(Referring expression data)
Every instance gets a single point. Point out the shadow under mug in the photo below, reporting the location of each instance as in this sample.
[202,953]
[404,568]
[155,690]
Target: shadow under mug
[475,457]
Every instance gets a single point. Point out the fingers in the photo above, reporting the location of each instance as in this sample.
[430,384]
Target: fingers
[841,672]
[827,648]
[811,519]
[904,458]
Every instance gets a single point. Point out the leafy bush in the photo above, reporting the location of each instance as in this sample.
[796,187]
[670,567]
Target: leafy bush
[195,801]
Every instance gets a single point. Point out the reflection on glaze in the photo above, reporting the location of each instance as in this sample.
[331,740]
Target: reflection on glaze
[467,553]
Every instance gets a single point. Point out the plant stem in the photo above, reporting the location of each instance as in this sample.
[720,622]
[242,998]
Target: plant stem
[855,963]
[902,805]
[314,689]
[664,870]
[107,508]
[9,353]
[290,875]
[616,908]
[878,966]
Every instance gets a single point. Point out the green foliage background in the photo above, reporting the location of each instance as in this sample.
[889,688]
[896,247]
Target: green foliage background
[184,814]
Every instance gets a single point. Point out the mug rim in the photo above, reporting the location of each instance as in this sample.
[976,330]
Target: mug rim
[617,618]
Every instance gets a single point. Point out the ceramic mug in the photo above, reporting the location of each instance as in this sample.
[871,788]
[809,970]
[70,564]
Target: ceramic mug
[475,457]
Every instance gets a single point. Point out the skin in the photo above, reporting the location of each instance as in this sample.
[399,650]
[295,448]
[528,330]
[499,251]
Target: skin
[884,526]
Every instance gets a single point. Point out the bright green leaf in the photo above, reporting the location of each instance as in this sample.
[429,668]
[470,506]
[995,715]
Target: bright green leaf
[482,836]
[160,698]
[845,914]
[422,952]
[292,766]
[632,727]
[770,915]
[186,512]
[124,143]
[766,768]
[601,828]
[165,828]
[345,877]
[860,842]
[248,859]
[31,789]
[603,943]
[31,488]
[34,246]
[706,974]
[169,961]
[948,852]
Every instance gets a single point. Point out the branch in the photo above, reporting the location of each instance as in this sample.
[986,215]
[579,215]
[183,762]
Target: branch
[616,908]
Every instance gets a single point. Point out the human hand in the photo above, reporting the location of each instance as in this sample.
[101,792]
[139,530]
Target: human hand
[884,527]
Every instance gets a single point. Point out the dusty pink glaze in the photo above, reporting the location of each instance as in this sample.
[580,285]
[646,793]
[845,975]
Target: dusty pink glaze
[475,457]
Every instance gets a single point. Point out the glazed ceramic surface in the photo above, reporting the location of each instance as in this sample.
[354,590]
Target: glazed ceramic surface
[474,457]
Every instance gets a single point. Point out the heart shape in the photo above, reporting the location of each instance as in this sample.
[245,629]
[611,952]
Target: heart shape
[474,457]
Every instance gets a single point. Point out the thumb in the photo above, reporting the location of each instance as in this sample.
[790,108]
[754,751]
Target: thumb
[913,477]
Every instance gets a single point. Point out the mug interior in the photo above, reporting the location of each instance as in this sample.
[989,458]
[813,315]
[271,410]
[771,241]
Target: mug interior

TRY IT ▸
Give all the records again. Match them exactly.

TASK OUTPUT ▸
Every instance gets a single point. Point out the shadow under mug in the photo below, reporting the location of each instance as in this sample.
[202,953]
[404,568]
[155,690]
Target: shadow under mug
[475,457]
Every instance gets a single point. Point out the fingers in the photo above, reporting the location of each instance as in this sample.
[430,384]
Target: fingers
[841,672]
[827,648]
[811,519]
[904,458]
Every instance gets a single point. Point out the leafy bush in the photo above, reporting the location of each instance as in this sample.
[796,187]
[670,567]
Target: leafy bush
[195,801]
Every instance gets a single point. Point out the reflection on glaze in the photo above, reporting the location of each instance as in this sample.
[331,740]
Target: reflection on glaze
[467,553]
Every instance gets a single point. Point out the plant stem in the photo above, reporting the location of each instance as in this sample.
[720,622]
[242,998]
Target: plant stem
[855,963]
[902,805]
[314,689]
[664,870]
[107,508]
[9,353]
[290,875]
[616,908]
[878,966]
Every instance gets a single point. Point out the green foliage background in the photo above, reporting the location of each instance as in this sample.
[889,688]
[896,247]
Target: green foliage background
[184,814]
Every instance gets a single point. Point out the mug rim in the photo above, reporting the location of each instance as in this sample.
[976,330]
Target: mug rim
[617,618]
Every instance gets a single point. Point out the ceramic mug in the photo above, reporting the location of each instance as in this sample.
[871,788]
[809,970]
[70,564]
Target: ceramic mug
[475,457]
Every instance gets a single point. Point out the skin in the photo above, reporting the location of each instance as in this sample.
[399,650]
[295,448]
[528,330]
[499,251]
Target: skin
[884,526]
Every instance gets a single point. Point out the bright green leaf in the photo above, reporting the location of each instance as in this sample.
[429,668]
[470,506]
[995,715]
Target: bright green leaf
[482,836]
[160,698]
[845,914]
[422,952]
[292,766]
[632,727]
[770,915]
[186,512]
[124,143]
[766,768]
[601,828]
[165,828]
[345,877]
[860,842]
[248,859]
[31,789]
[603,943]
[31,488]
[34,246]
[706,974]
[169,961]
[948,852]
Every instance gets a single point. Point out the branch in the photo above, reporting the location of each instance as in this sample.
[986,215]
[579,215]
[183,762]
Target: branch
[616,908]
Every instance gets a single point. Point out the human hand in the photo above, reporting the location of each instance as in this sample.
[101,792]
[139,530]
Target: human hand
[884,527]
Every instance gets a single point. Point out the dusty pink glaze in the photo above, reporting the location of each instance as in this sample.
[580,285]
[646,793]
[845,975]
Target: dusty pink glaze
[475,457]
Every instance gets a single point. Point out the glazed ceramic surface in the photo above, reporting the location of each instance as in this sample.
[354,590]
Target: glazed ceramic surface
[474,457]
Every instance gets a single point. Point out the heart shape in the photo above, reporting the location of each instance as in this sample.
[245,629]
[611,952]
Target: heart shape
[474,457]
Every instance gets a single point. Point out the thumb in the photo above, reporting the location of each instance as in this sample.
[790,108]
[754,751]
Target: thumb
[913,477]
Every instance gets a single point. Point out the mug interior in the photo above, reporting the location of each instance as in this sample.
[989,458]
[813,315]
[271,410]
[771,241]
Target: mug interior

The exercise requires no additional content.